▶ [WORK ITEM]
All records that follow are to be output exactly.

▶ [RECORDED INFORMATION]
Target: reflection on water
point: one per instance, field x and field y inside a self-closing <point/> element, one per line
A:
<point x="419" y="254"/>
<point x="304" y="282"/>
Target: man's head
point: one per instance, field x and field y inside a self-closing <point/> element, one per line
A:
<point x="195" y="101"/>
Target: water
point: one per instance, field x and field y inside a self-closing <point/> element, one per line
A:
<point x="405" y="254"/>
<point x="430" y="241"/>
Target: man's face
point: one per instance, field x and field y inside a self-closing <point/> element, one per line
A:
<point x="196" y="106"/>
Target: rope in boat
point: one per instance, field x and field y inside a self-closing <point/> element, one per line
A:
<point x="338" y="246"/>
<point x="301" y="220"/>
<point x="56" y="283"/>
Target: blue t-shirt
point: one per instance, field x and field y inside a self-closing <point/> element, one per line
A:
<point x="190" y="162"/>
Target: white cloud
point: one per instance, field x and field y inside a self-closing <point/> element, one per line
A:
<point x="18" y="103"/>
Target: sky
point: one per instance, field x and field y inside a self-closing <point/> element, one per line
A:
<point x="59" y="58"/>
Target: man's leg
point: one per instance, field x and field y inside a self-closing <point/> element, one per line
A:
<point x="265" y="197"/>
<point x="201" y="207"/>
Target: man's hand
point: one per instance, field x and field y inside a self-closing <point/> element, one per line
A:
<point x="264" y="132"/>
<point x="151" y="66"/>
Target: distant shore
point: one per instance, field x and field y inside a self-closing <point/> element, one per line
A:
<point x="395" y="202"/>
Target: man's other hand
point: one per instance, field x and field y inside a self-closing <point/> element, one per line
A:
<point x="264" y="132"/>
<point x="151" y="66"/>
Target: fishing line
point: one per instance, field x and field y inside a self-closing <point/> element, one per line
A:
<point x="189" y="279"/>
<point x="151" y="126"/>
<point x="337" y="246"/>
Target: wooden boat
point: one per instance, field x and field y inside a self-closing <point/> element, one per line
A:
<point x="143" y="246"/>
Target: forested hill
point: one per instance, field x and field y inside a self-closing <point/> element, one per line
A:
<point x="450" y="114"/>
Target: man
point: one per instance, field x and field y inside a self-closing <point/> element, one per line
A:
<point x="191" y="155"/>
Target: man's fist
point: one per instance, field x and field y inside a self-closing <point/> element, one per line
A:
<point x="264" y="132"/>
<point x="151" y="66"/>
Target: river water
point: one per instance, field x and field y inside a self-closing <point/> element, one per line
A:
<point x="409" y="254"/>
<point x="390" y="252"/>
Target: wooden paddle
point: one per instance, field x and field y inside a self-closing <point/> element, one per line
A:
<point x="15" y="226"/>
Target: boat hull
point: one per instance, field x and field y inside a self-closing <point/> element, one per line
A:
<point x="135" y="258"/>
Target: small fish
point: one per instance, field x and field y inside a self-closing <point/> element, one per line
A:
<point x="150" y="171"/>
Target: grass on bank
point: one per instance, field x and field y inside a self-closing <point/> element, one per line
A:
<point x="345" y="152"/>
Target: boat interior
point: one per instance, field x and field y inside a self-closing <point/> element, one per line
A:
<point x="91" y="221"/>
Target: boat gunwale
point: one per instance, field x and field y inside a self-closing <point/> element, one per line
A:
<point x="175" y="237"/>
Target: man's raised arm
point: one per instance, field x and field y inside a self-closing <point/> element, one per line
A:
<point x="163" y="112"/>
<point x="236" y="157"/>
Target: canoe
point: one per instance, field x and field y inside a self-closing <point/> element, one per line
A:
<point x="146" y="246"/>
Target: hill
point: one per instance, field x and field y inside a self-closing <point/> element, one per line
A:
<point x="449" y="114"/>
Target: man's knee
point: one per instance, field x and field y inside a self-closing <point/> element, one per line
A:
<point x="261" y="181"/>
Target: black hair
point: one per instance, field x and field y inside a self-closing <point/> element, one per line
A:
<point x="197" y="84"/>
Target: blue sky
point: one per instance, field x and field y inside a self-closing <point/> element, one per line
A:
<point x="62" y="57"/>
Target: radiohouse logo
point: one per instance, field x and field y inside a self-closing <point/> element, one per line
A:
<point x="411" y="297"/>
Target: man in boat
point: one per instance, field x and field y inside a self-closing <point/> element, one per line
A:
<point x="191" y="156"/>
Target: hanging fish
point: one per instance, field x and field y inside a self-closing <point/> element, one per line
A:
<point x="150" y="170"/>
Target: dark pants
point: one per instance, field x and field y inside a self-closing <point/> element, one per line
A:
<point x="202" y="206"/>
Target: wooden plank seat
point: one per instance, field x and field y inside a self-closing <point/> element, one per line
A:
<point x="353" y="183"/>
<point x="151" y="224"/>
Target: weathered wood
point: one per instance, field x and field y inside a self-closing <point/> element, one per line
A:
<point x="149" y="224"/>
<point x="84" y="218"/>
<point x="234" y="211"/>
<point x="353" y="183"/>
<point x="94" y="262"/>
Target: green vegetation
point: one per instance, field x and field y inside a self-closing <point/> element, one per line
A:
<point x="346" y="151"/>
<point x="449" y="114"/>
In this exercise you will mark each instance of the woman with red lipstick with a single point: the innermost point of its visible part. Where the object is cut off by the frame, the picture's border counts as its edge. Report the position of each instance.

▶ [SOLUTION TO THE PROBLEM]
Target: reflection on water
point: one per instance, field x and field y inside a self-closing <point/> element, one per line
A:
<point x="419" y="254"/>
<point x="304" y="282"/>
Target: man's head
point: one per instance, field x and field y inside a self-closing <point/> element, one per line
A:
<point x="195" y="101"/>
Target: water
point: one per instance, field x and field y inside a self-closing <point/> element, one per line
A:
<point x="405" y="254"/>
<point x="430" y="241"/>
Target: man's face
point: one per instance, field x and field y inside a self-closing <point/> element, one per line
A:
<point x="196" y="106"/>
Target: rope in boat
point: one per instance, field x and field y inside a self-closing <point/> element, one per line
A:
<point x="338" y="246"/>
<point x="301" y="220"/>
<point x="56" y="283"/>
Target: blue t-shirt
point: one per instance, field x and field y inside a self-closing <point/> element, one per line
A:
<point x="190" y="162"/>
Target: white cloud
point: one per instance, field x and field y inside a self-closing <point/> element, one per line
A:
<point x="18" y="103"/>
Target: sky
point: one per instance, field x and field y inside a self-closing <point/> element, one per line
A:
<point x="59" y="58"/>
Target: man's leg
point: one per instance, field x and field y inside a self-closing <point/> element, one per line
A:
<point x="265" y="197"/>
<point x="201" y="207"/>
Target: man's hand
point: one per instance, field x and field y inside a self-closing <point/> element, one per line
A:
<point x="264" y="132"/>
<point x="151" y="66"/>
Target: distant shore
point: one per instance, field x and field y inside a self-closing <point/> element, one per line
A:
<point x="395" y="202"/>
Target: man's other hand
point: one per instance, field x and field y inside a self-closing <point/> element, one per line
A:
<point x="264" y="132"/>
<point x="151" y="66"/>
Target: fishing line
point: one per instance, field x and field y inside a self-closing <point/> element, one per line
A:
<point x="189" y="279"/>
<point x="151" y="126"/>
<point x="337" y="246"/>
Target: wooden boat
point: one per instance, field x and field y inside a self-closing <point/> element, one per line
A:
<point x="143" y="246"/>
Target: forested hill
point: one per instance, field x and field y inside a self-closing <point/> element, one per line
A:
<point x="450" y="114"/>
Target: man
point: one per instance, field x and field y inside a self-closing <point/> element, one per line
A:
<point x="191" y="155"/>
Target: man's fist
point: one per instance, field x and field y inside a self-closing <point/> element, one per line
A:
<point x="264" y="132"/>
<point x="151" y="66"/>
Target: river water
point: one per instance, field x and field y inside a self-closing <point/> element, one per line
A:
<point x="409" y="254"/>
<point x="390" y="252"/>
Target: wooden paddle
point: one per instance, field x and field y inside a self-closing <point/> element, one per line
A:
<point x="15" y="226"/>
Target: boat hull
point: one per instance, field x and field y inside a self-closing <point/> element, one per line
A:
<point x="135" y="258"/>
Target: small fish
point: one per instance, field x and field y inside a self-closing <point/> element, one per line
A:
<point x="150" y="171"/>
Target: grass on bank
point: one per instance, field x and field y inside a self-closing <point/> element, one per line
A:
<point x="345" y="152"/>
Target: boat interior
point: one per instance, field x and field y inside a self-closing <point/> element, one per line
A:
<point x="91" y="221"/>
Target: boat gunwale
point: one per instance, field x and field y inside a self-closing <point/> element, one per line
A:
<point x="175" y="237"/>
Target: man's raised arm
point: one per instance, field x and field y inside a self-closing <point/> element, one per line
A:
<point x="163" y="112"/>
<point x="236" y="157"/>
Target: canoe
point: one per instance, field x and field y inside a self-closing <point/> element, one per line
A:
<point x="146" y="246"/>
Target: hill
point: one per instance, field x and field y inside a self-closing <point/> element, one per line
A:
<point x="449" y="114"/>
Target: man's knee
point: one per instance, field x and field y inside a self-closing <point/> element, one per line
A:
<point x="261" y="181"/>
Target: black hair
point: one per instance, field x and field y inside a self-closing <point/> element, one per line
A:
<point x="197" y="84"/>
Target: blue sky
point: one per instance, field x and field y inside a self-closing <point/> element, one per line
A:
<point x="62" y="57"/>
Target: radiohouse logo
point: one per instance, field x and field y inside a self-closing <point/> element, one per line
A:
<point x="411" y="297"/>
Target: man in boat
point: one per instance, field x and field y inside a self-closing <point/> element, one per line
A:
<point x="191" y="156"/>
Target: hanging fish
point: one per instance, field x and field y inside a self-closing <point/> element, one per line
A:
<point x="150" y="170"/>
Target: dark pants
point: one per instance, field x and field y inside a self-closing <point/> element, one per line
A:
<point x="202" y="206"/>
Target: wooden plank seat
point: one per instance, field x and field y inside a self-closing <point/> element, one per line
A:
<point x="353" y="183"/>
<point x="151" y="224"/>
Target: weathered wood
point: one per instance, field x and field y inside a self-closing <point/> element, one per line
A:
<point x="149" y="224"/>
<point x="84" y="218"/>
<point x="234" y="211"/>
<point x="353" y="183"/>
<point x="94" y="262"/>
Target: green vegetation
point: one per instance, field x and field y inside a self-closing <point/> element, one per line
A:
<point x="346" y="151"/>
<point x="449" y="114"/>
In this exercise you will mark each instance of the woman with red lipstick with a single point: the innermost point of its visible part. Where the object is cut off by the frame, the picture's border counts as its edge. Report the position of each instance.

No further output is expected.